• Work to complete
Repeat every line of the listing below word for word, leaving out the pictures.
### Data supplied
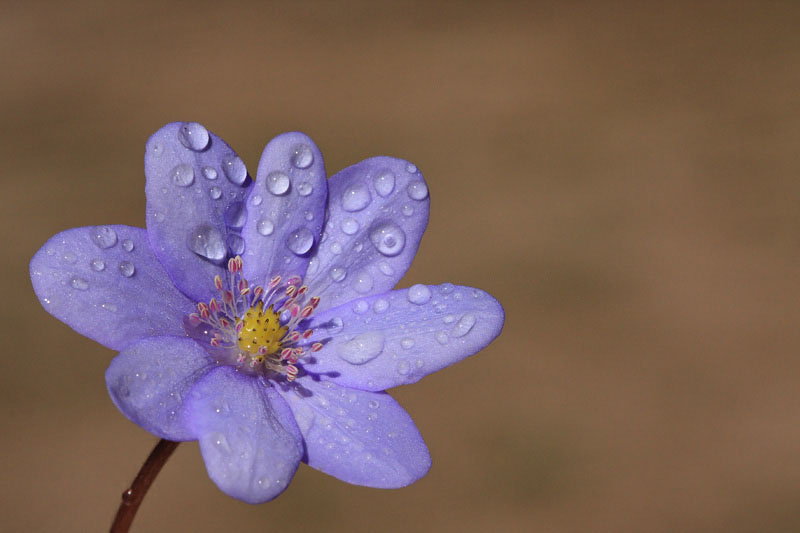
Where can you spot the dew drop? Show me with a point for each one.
(300, 241)
(235, 215)
(79, 283)
(104, 236)
(356, 197)
(265, 227)
(193, 136)
(277, 183)
(349, 225)
(183, 175)
(234, 169)
(302, 156)
(388, 238)
(464, 325)
(418, 190)
(209, 173)
(384, 183)
(419, 294)
(207, 242)
(127, 269)
(362, 348)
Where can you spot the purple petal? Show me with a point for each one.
(360, 437)
(105, 283)
(396, 338)
(195, 204)
(149, 380)
(286, 209)
(248, 437)
(378, 210)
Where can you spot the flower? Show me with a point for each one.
(258, 317)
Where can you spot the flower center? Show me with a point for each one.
(258, 329)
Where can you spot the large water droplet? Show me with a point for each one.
(417, 190)
(362, 348)
(183, 175)
(235, 215)
(104, 236)
(349, 225)
(79, 283)
(265, 227)
(419, 294)
(277, 183)
(300, 240)
(193, 136)
(209, 173)
(127, 269)
(356, 197)
(388, 238)
(464, 325)
(384, 183)
(234, 169)
(207, 242)
(302, 156)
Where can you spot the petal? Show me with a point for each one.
(364, 438)
(378, 210)
(195, 204)
(149, 380)
(396, 338)
(248, 437)
(105, 283)
(286, 209)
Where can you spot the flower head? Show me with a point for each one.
(258, 316)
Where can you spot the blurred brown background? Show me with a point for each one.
(623, 177)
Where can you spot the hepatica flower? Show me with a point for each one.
(258, 317)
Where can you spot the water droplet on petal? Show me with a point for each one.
(127, 269)
(209, 173)
(183, 175)
(302, 156)
(305, 189)
(349, 225)
(417, 190)
(234, 169)
(362, 348)
(104, 236)
(300, 241)
(265, 227)
(419, 294)
(384, 183)
(277, 183)
(79, 283)
(464, 325)
(207, 242)
(388, 238)
(235, 215)
(193, 136)
(356, 197)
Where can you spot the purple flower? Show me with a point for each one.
(259, 317)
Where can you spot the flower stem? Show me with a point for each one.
(132, 498)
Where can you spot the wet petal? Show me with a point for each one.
(249, 440)
(105, 283)
(149, 380)
(377, 210)
(286, 209)
(396, 338)
(360, 437)
(195, 204)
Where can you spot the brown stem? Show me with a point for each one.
(132, 498)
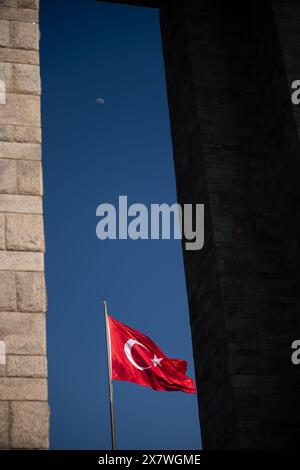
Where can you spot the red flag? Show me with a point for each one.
(135, 358)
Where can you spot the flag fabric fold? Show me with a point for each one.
(136, 358)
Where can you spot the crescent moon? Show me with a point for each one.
(127, 349)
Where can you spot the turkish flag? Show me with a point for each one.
(135, 358)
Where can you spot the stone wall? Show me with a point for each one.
(236, 148)
(24, 410)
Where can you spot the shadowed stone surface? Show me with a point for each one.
(235, 133)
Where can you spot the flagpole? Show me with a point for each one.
(111, 400)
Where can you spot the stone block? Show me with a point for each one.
(4, 425)
(2, 232)
(23, 333)
(21, 204)
(28, 134)
(8, 177)
(31, 292)
(29, 178)
(21, 261)
(9, 3)
(7, 291)
(24, 35)
(12, 388)
(26, 366)
(6, 75)
(22, 110)
(16, 150)
(4, 33)
(19, 14)
(20, 134)
(26, 79)
(24, 232)
(29, 425)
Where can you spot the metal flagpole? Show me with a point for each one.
(111, 400)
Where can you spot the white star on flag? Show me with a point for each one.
(156, 361)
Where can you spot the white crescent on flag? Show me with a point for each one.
(127, 349)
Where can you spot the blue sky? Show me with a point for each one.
(92, 153)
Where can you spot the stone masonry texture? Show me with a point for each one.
(229, 69)
(24, 411)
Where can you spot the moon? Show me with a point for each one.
(127, 349)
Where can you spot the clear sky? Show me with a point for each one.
(93, 153)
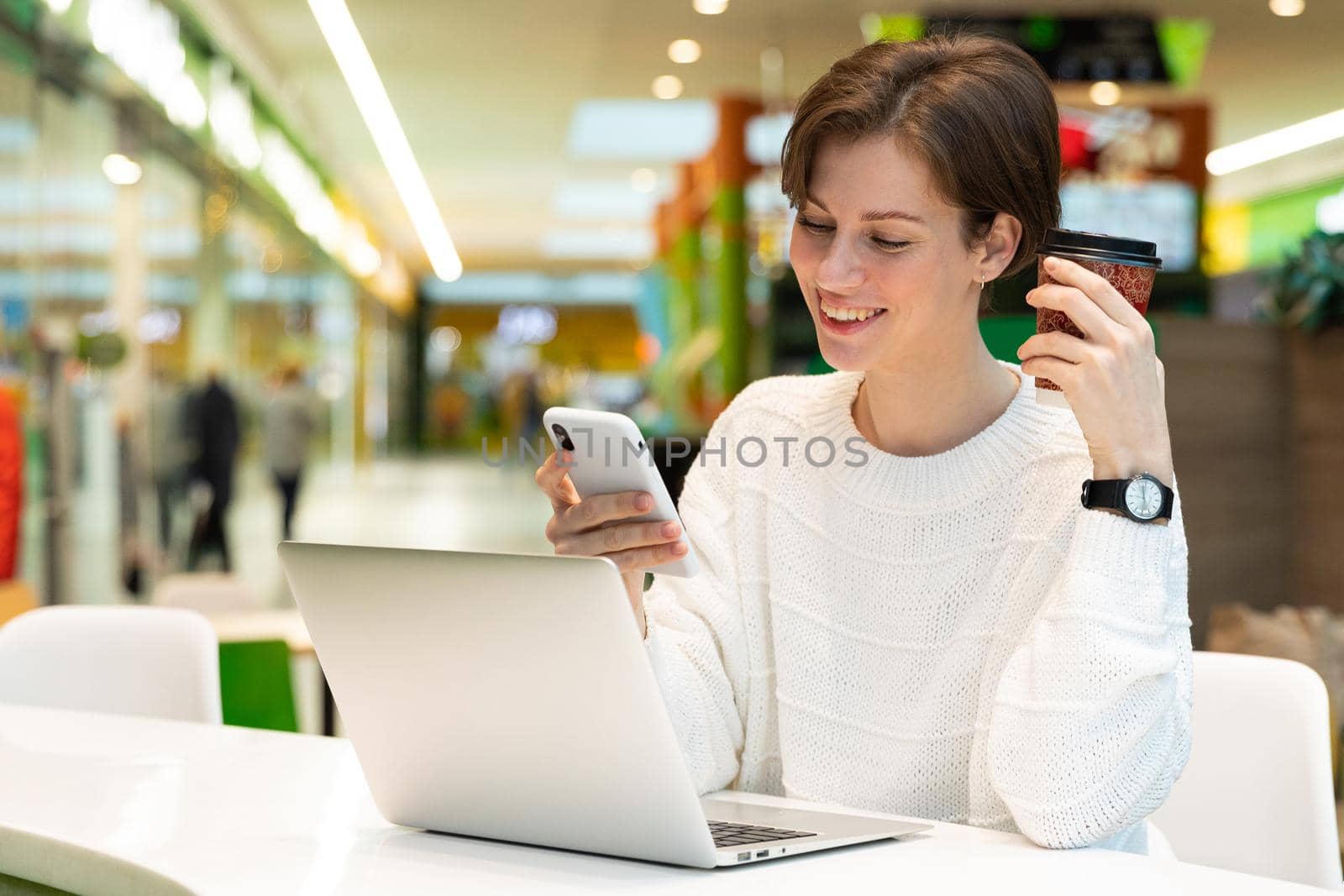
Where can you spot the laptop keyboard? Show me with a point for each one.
(732, 835)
######
• Expected answer
Where can you spot the dew drop? Show me with a point for each one.
(300, 241)
(235, 215)
(79, 283)
(104, 236)
(356, 197)
(265, 227)
(193, 136)
(277, 183)
(349, 225)
(183, 175)
(234, 169)
(302, 156)
(388, 238)
(464, 325)
(418, 190)
(209, 173)
(384, 183)
(419, 294)
(207, 242)
(127, 269)
(362, 348)
Where can you spot the purple petal? Show me with a point for each one.
(360, 437)
(105, 283)
(396, 338)
(195, 204)
(149, 380)
(286, 209)
(248, 437)
(378, 210)
Where can you spot the flower? Show me with a point for each one.
(258, 317)
Where can you spot the flower center? Show me with a point for each one.
(258, 329)
Where can you spot the large water droplet? Show me with a point for each one.
(417, 190)
(362, 348)
(183, 175)
(235, 215)
(104, 236)
(349, 225)
(79, 283)
(265, 227)
(419, 294)
(277, 183)
(300, 240)
(193, 136)
(209, 173)
(127, 269)
(356, 197)
(388, 238)
(464, 325)
(384, 183)
(234, 169)
(207, 242)
(302, 156)
Where can you spot the petal? Show me with a point for each one.
(364, 438)
(378, 210)
(195, 204)
(149, 380)
(396, 338)
(248, 437)
(105, 283)
(286, 209)
Where can you spot the flower head? Show me with a point for each one.
(258, 316)
Where can you spot the blurred brown background? Show me with a point for each one.
(623, 177)
Where can you spot the hepatica flower? Show me with a point for each one.
(258, 317)
Where can you spot the water droplet on petal? Show me with a point for each one.
(127, 269)
(209, 173)
(183, 175)
(302, 156)
(305, 189)
(349, 225)
(417, 190)
(234, 169)
(362, 348)
(104, 236)
(300, 241)
(265, 227)
(419, 294)
(384, 183)
(277, 183)
(79, 283)
(464, 325)
(207, 242)
(388, 238)
(235, 215)
(193, 136)
(356, 197)
Where can you spot the purple flower? Show me with a point for each one.
(259, 317)
Where can you spot the flower stem? Show me with a point for each one.
(132, 498)
Where can you spot the wet petal? Show me with a point for each one.
(249, 440)
(105, 283)
(149, 380)
(377, 210)
(286, 209)
(396, 338)
(360, 437)
(195, 204)
Where can you spot the brown stem? Show me with a point for each one.
(132, 498)
Where can you spot the red flag? Show me with a point for each one.
(135, 358)
Where can you spot the flag fabric fold? Show me with a point for each one.
(136, 358)
Where can you spot the crescent moon? Show me with a point for each one.
(127, 349)
Where can you spot the turkish flag? Show me with a point for each one.
(135, 358)
Where can you spot the stone wall? Show me with a point for each one.
(236, 148)
(24, 410)
Where can you spot the shadowed stone surface? Show me with a point for each one.
(235, 133)
Where can you spot the flagpole? Show me with a point for each one.
(111, 400)
Where can you spot the stone block? Show me with a point for each one.
(4, 425)
(2, 232)
(23, 333)
(21, 204)
(28, 134)
(8, 177)
(31, 292)
(29, 178)
(21, 261)
(9, 3)
(7, 291)
(24, 35)
(12, 388)
(26, 366)
(6, 75)
(22, 110)
(16, 150)
(4, 33)
(19, 14)
(20, 134)
(26, 79)
(24, 232)
(29, 425)
Where can you spot the metal flagpole? Show me with a point for each one.
(111, 400)
Where can you spot the white star on flag? Show me with a point for each one.
(156, 361)
Where can you spot the white crescent on flag? Show me with a point for each one.
(127, 349)
Where can you spot the blue sky? Show me with a point for each one.
(92, 153)
Where can you spot the stone masonry texture? Show me with a point for each one.
(229, 69)
(24, 411)
Where can you spot the moon? Show me with a point for each one.
(127, 349)
Where can you spot the clear sky? Show me with a point for each one.
(93, 153)
Where can you spot the laptop keyboard? Show me with a point for each one.
(732, 835)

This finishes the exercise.